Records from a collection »
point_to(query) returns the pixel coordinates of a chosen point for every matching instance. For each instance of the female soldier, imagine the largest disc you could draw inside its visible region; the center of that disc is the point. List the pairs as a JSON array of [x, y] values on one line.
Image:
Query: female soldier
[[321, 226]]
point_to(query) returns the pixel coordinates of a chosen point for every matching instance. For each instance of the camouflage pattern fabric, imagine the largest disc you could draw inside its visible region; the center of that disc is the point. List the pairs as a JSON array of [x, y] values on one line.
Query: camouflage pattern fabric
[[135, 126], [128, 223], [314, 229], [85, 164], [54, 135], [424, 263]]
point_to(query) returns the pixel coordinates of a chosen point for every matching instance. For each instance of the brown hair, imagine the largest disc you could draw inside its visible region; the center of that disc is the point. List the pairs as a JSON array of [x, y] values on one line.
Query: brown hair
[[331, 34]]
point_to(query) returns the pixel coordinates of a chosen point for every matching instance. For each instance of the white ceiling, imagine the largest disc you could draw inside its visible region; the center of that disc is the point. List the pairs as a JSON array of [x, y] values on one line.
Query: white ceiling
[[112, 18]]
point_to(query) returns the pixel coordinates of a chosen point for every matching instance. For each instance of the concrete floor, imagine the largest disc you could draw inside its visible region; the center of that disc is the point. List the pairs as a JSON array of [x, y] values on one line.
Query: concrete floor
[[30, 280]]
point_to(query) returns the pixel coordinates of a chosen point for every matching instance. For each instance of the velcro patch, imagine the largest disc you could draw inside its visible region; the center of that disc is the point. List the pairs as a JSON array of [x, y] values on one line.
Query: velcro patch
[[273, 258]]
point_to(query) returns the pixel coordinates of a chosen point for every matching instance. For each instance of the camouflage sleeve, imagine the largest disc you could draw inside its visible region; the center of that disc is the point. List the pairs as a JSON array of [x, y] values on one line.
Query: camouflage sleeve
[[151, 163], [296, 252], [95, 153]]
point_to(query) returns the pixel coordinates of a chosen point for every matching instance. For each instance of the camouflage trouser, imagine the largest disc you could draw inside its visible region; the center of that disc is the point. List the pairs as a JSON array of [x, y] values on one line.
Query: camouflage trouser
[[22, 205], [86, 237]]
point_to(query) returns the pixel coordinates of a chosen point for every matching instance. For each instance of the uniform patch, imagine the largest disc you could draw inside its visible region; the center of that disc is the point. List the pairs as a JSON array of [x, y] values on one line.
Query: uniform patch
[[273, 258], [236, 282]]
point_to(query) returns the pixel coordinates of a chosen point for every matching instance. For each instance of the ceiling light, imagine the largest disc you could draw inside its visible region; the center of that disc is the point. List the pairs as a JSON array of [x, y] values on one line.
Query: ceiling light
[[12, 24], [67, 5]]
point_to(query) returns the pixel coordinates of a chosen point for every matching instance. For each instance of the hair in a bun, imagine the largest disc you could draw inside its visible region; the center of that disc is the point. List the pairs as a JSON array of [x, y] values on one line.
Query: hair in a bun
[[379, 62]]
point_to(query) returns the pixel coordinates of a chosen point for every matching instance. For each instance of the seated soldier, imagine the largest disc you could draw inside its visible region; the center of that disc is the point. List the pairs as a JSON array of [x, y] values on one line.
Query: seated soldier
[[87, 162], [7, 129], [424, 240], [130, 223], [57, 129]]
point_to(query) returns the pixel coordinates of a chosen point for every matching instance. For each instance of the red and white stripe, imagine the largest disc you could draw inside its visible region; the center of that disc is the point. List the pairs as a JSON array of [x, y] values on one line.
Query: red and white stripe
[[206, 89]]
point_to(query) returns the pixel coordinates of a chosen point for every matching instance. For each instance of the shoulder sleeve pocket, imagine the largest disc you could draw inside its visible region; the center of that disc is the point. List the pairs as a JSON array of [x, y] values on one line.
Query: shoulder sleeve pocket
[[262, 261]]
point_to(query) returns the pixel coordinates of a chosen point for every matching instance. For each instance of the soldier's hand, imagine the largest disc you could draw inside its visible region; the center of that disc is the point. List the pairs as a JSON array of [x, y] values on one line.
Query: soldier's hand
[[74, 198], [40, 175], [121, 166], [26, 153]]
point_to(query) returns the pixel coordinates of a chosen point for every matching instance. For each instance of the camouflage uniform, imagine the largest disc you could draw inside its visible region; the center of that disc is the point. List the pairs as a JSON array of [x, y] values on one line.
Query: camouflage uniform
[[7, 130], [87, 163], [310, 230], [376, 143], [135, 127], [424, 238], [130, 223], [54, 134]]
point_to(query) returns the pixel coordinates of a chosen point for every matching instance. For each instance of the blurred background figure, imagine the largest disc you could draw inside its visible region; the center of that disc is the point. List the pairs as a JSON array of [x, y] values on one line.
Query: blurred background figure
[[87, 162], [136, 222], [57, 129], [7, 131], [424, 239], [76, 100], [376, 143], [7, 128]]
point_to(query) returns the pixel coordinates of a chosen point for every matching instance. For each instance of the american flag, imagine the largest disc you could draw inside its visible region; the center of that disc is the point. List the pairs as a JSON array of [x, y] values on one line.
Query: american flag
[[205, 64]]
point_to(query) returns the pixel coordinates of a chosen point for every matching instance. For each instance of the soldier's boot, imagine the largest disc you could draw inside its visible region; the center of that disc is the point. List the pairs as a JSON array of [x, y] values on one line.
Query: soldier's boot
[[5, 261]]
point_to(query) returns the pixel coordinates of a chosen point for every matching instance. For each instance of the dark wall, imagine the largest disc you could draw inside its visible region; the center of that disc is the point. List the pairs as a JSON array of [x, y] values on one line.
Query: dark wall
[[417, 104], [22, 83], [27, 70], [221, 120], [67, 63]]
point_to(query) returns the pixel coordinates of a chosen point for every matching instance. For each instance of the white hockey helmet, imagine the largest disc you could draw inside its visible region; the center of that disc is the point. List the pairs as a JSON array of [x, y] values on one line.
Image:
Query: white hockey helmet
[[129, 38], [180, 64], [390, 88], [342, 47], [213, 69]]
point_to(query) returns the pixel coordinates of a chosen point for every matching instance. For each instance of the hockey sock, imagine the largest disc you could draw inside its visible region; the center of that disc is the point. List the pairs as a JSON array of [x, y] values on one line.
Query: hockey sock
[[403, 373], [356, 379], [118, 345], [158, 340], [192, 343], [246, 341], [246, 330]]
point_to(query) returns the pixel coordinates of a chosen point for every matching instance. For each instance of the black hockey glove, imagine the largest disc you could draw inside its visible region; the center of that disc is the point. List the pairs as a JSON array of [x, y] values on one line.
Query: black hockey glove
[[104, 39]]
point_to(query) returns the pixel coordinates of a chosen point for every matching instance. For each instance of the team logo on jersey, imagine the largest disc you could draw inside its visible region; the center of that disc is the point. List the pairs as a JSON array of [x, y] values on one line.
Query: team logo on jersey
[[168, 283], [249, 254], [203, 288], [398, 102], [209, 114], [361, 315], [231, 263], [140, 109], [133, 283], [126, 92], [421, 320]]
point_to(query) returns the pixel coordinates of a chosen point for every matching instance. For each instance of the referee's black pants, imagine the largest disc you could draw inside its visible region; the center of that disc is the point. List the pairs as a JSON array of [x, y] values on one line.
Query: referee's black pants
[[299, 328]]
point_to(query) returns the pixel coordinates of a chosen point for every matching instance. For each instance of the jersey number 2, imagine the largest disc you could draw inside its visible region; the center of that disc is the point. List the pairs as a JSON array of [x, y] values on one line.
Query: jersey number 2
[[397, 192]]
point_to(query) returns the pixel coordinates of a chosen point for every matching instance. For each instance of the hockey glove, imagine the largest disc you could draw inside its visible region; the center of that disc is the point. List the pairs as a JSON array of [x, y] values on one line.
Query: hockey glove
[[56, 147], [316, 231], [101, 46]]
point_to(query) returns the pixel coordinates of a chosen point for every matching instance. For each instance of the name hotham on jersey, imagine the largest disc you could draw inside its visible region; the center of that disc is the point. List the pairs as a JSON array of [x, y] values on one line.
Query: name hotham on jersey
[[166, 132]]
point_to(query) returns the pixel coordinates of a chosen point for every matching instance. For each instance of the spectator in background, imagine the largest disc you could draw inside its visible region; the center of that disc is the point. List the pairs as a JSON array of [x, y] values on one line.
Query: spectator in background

THE REQUEST »
Please reproduce every line of the items above, from the start of the records through the line containing "[[331, 34]]", inclusive, and shift each coordinate value in the answers up by 95.

RESPONSE TO THIS EXERCISE »
point_to(query) returns the pixel coordinates of a chosen point for every matching instance. For each instance of the female soldier, imagine the largest disc you could draw inside its visible region; the center of that disc is the point. List the pairs as a JSON array of [x, y] values on one line.
Image:
Query: female soldier
[[416, 321]]
point_to(query) returns the pixel coordinates of a chosen point for every matching instance. For each instance of the camouflage pattern fabric, imagine the largest disc you could draw inside its visible region; the center of that disc is the point. List the pairs as a JSON array of [x, y] values on one line.
Query: camouflage pattern fabric
[[230, 221], [223, 318], [409, 324], [180, 259], [149, 230], [519, 358]]
point_to(query) returns the pixel coordinates of a chosen point for every matching instance. For each instance of the brown hair, imagine the largest disc you could draw inside its visible region; the center of that disc is the point. List the pairs as a JSON array of [x, y] values on one line.
Query: brown hair
[[426, 129]]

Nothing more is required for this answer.